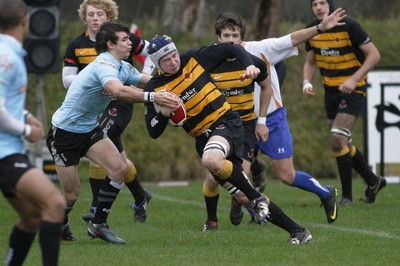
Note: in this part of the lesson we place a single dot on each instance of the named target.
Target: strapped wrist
(262, 120)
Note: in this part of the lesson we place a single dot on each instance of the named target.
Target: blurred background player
(344, 78)
(79, 53)
(239, 93)
(38, 203)
(230, 27)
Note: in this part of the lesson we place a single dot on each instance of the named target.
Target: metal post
(41, 115)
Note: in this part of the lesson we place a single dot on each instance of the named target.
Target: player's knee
(210, 190)
(212, 152)
(132, 172)
(340, 137)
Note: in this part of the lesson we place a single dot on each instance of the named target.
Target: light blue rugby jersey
(13, 86)
(85, 99)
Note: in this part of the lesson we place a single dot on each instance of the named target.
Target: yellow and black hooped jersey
(239, 92)
(337, 53)
(204, 103)
(80, 51)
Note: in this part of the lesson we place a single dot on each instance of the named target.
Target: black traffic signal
(43, 40)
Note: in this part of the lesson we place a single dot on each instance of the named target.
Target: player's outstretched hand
(333, 20)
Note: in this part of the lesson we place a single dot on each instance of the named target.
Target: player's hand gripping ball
(178, 117)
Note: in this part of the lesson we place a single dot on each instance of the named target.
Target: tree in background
(265, 19)
(186, 16)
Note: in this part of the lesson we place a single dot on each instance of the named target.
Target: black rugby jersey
(337, 53)
(239, 92)
(204, 103)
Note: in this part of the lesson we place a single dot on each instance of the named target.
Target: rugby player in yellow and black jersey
(240, 95)
(217, 129)
(79, 53)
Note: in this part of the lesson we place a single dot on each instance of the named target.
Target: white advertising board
(383, 110)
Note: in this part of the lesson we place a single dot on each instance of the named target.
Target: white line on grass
(380, 234)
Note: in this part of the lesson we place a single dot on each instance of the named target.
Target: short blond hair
(109, 6)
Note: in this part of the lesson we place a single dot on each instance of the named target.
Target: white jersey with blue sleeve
(86, 98)
(272, 51)
(13, 87)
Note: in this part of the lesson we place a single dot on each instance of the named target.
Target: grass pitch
(364, 234)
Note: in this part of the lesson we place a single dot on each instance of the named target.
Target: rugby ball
(177, 118)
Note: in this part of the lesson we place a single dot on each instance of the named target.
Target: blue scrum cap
(159, 47)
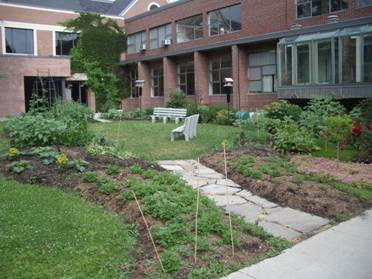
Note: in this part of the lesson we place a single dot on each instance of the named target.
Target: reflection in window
(308, 8)
(65, 42)
(186, 78)
(323, 73)
(136, 42)
(303, 64)
(219, 68)
(368, 58)
(224, 21)
(20, 41)
(159, 34)
(286, 66)
(157, 77)
(190, 29)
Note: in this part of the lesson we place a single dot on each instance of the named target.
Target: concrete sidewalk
(342, 252)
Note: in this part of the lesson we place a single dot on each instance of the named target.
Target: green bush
(177, 99)
(290, 137)
(282, 110)
(312, 118)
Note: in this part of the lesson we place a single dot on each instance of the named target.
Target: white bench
(189, 129)
(170, 113)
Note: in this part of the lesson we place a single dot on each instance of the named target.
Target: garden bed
(169, 206)
(319, 186)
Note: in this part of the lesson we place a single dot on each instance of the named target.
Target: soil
(144, 256)
(312, 197)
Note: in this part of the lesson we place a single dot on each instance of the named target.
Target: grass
(151, 141)
(46, 233)
(3, 141)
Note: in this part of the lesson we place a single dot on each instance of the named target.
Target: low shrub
(177, 99)
(282, 110)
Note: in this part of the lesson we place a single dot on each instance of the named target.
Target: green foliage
(177, 99)
(19, 166)
(112, 170)
(313, 117)
(59, 235)
(97, 36)
(282, 110)
(289, 137)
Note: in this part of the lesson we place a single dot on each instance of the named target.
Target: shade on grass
(46, 233)
(151, 141)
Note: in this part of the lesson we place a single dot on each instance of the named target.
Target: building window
(159, 34)
(323, 62)
(190, 29)
(137, 42)
(19, 41)
(308, 8)
(157, 77)
(364, 3)
(224, 21)
(65, 42)
(368, 58)
(219, 69)
(339, 57)
(133, 76)
(262, 72)
(186, 78)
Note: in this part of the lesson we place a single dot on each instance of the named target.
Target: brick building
(34, 47)
(272, 49)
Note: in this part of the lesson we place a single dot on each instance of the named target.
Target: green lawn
(151, 141)
(46, 233)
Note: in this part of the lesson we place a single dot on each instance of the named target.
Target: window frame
(219, 71)
(188, 65)
(311, 9)
(34, 43)
(194, 29)
(55, 42)
(226, 32)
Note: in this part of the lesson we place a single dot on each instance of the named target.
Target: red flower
(357, 130)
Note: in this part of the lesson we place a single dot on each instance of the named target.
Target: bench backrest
(170, 112)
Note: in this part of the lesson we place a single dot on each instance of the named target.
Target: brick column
(144, 74)
(170, 77)
(239, 64)
(201, 78)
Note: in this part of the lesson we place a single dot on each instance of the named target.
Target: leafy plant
(177, 99)
(19, 166)
(113, 170)
(337, 129)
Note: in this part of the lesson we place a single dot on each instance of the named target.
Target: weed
(112, 170)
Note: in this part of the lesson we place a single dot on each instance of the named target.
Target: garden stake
(196, 224)
(149, 232)
(228, 201)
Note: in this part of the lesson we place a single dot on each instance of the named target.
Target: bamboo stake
(196, 224)
(228, 201)
(149, 232)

*****

■ Given exercise ■
Every entry should be returned exactly as written, minus the pictures.

■ Completed exercise ■
Note: in this part of the lesson we place a single dot on each instance of the named target.
Target: strapped wrist
(262, 120)
Note: in this part of the lesson we place a single dot on each instance of the named target.
Target: blurred background player
(344, 78)
(79, 53)
(239, 93)
(38, 203)
(230, 27)
Note: in this part of the lesson we place a single dot on each instance of the named target.
Target: metal post
(41, 115)
Note: in this part of the lesson we place a single dot on each instance of the named target.
Target: player's knee
(210, 190)
(212, 152)
(132, 172)
(340, 137)
Note: in this part of the lesson we place a single dot on each instance of the named target.
Target: light blue rugby jersey
(13, 86)
(85, 99)
Note: in this part of the lesson we place a single dot on each instance of the named target.
Target: yellow and black hooped jersey
(239, 92)
(337, 53)
(204, 103)
(80, 51)
Note: in this part of the lesson we place a single dot on each instance of the named target.
Target: black traffic signal
(43, 40)
Note: in this part of the lesson we place a single dot on each instance of the named target.
Target: player's outstretched hand
(333, 20)
Note: in this part of the lesson we place a single dot on each instance of the named target.
Target: player's hand gripping ball
(178, 117)
Note: in this part of the lesson we place a single dot on each instance of the named target.
Target: tree in background
(265, 19)
(186, 16)
Note: in this part of the lesson we place a single dot on each instance of the named target.
Target: black rugby jersey
(337, 53)
(239, 92)
(204, 103)
Note: in this part of the lesson we place a single dot on each instance of the named target.
Target: rugby player in yellow and black jersey
(240, 95)
(217, 129)
(79, 53)
Note: in this part of the lesson we place a single dot on each instance of the named target.
Target: white advertising board
(383, 110)
Note: in this part of the lesson we place a single dot on each instance of the named target.
Target: white line on grass
(380, 234)
Note: in this part of the lesson we place a single dot on each instance of the named target.
Target: short blond hair
(109, 6)
Note: in this part of the lesson we place a single dot on each instance of the named target.
Target: white jersey with blue sleeve
(86, 98)
(272, 51)
(13, 87)
Note: in this part of the lesson we place a single dot on each instance of the named target.
Target: grass pitch
(364, 234)
Note: in this part of the lesson we place a single dot on each instance of the named target.
Target: rugby ball
(177, 118)
Note: in this part of the lesson we place a single dot on each instance of the named target.
Target: blue scrum cap
(159, 47)
Note: in this part of the lesson we place a single dot on each instance of the named target.
Target: reflection in window
(308, 8)
(65, 42)
(186, 78)
(323, 73)
(136, 42)
(303, 64)
(219, 68)
(368, 58)
(224, 21)
(20, 41)
(159, 34)
(286, 66)
(157, 77)
(190, 29)
Note: in this part of the lesson we place a single dot on each instance of the named target.
Target: concrete sidewalk
(342, 252)
Note: in this part of the lesson we place a single dot on each instance of the named target.
Target: green bush
(177, 99)
(290, 137)
(282, 110)
(312, 118)
Note: in this part of the lesson we place a single dot on each instance of the named target.
Target: white bench
(189, 129)
(170, 113)
Note: in this part of the lesson we place a single dot on each instance of the named target.
Target: garden bed
(169, 206)
(319, 186)
Note: in this part of the lesson we place a single dot on each instance of the named target.
Target: soil
(144, 256)
(312, 197)
Note: in this part of the lesson we place a single dot on each instance of the named target.
Target: grass
(151, 141)
(46, 233)
(3, 141)
Note: in this part of the lesson we place a single dot on each instance of the named target.
Target: low shrub
(177, 99)
(282, 110)
Note: in this part of the lesson we place a single dot on each instance of the named target.
Target: green foliage
(177, 99)
(19, 166)
(112, 170)
(313, 117)
(59, 235)
(97, 36)
(282, 110)
(289, 137)
Note: in this part of the lesson we place a single dot on each instance of the named target.
Target: shade on grass
(46, 233)
(151, 141)
Note: in this part of the lesson we place a single dot on each instance of the named target.
Target: building window
(159, 34)
(323, 62)
(190, 29)
(137, 42)
(19, 41)
(308, 8)
(157, 77)
(364, 3)
(224, 21)
(65, 42)
(368, 58)
(219, 69)
(339, 57)
(133, 76)
(262, 72)
(186, 78)
Note: in this part of the lesson we place a single dot on each instance of the named target.
Target: brick building
(34, 47)
(272, 49)
Note: in this part of the lesson we place a single dot on each instance of the named target.
Target: green lawn
(151, 141)
(46, 233)
Note: in this part of the lesson we place a single dot on each instance of the named target.
Target: window frame
(219, 71)
(188, 65)
(311, 9)
(34, 43)
(194, 29)
(55, 42)
(226, 32)
Note: in this part of the lesson we place a single dot on each instance of the named target.
Target: red flower
(357, 130)
Note: in this part of the lesson we place a single dot on each instance of the named target.
Target: bench backrest
(170, 112)
Note: in this part of the lesson we place a single dot on each instance of the named target.
Target: brick column
(144, 74)
(170, 77)
(239, 64)
(201, 78)
Note: in this part of the lesson we place a single dot on each instance of the named target.
Target: leafy plant
(177, 99)
(19, 166)
(113, 170)
(337, 129)
Note: in this part of the lesson we place a single dot on each instance of the named target.
Target: weed
(112, 170)
Note: in this part of the lesson we place a single dot on each instance of the named target.
Target: garden stake
(196, 224)
(149, 232)
(228, 201)
Note: in this part of the lesson we place a single dot on each instance of the named target.
Target: bamboo stake
(196, 224)
(228, 201)
(149, 232)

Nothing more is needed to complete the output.